* **WHAT YOU SHOULD DO**: Rewrite every item with "green sepal" replaced by "flower bud" and everything else unchanged. Leave the pictures out.

* **RECORDS FOR THE EXERCISE**:
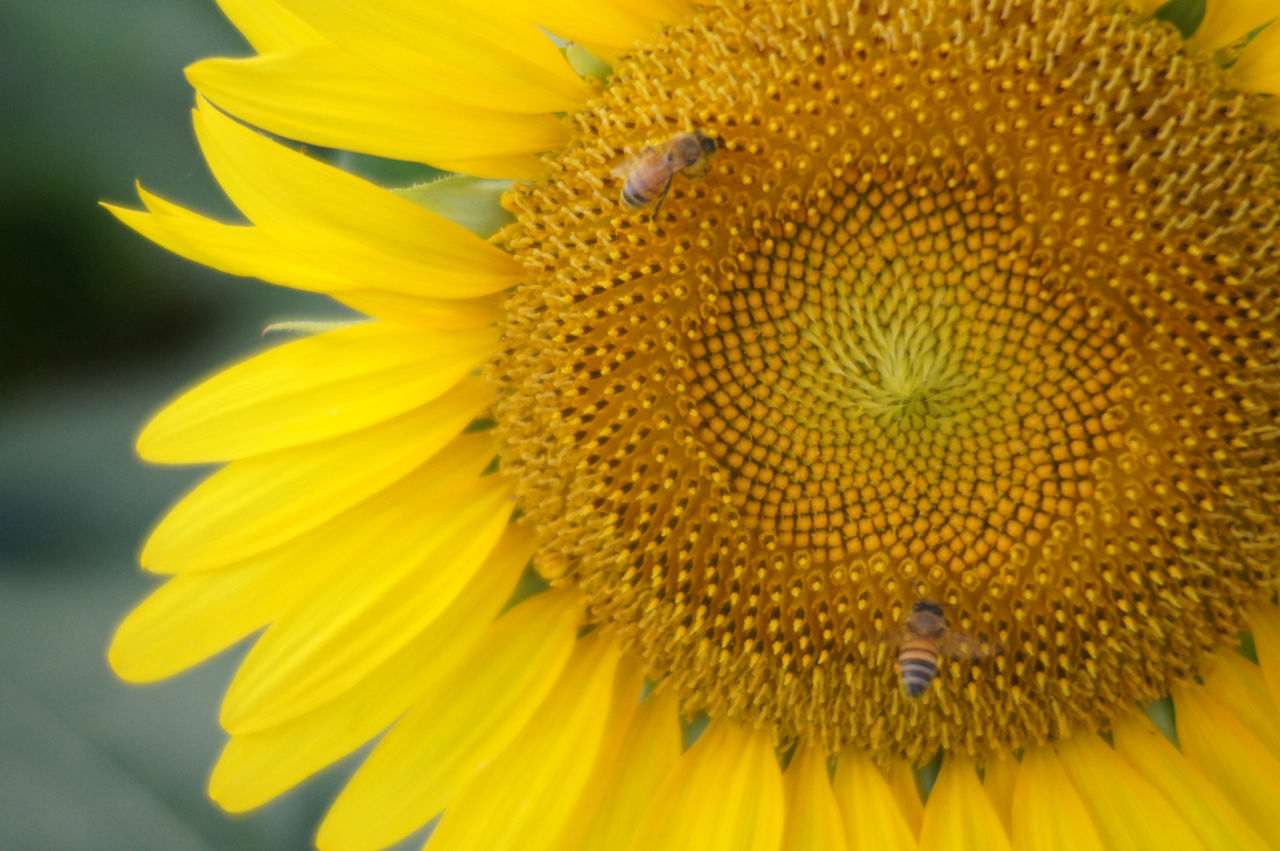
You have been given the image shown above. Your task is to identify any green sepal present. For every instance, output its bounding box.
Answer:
[1156,0,1204,38]
[392,174,516,239]
[563,41,613,79]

* **EXERCISE ANSWER**:
You have been given the image shown above. Your task is to identify any flower bud present. For every instance, output its bounding box.
Answer:
[1156,0,1204,38]
[392,174,516,239]
[563,41,613,79]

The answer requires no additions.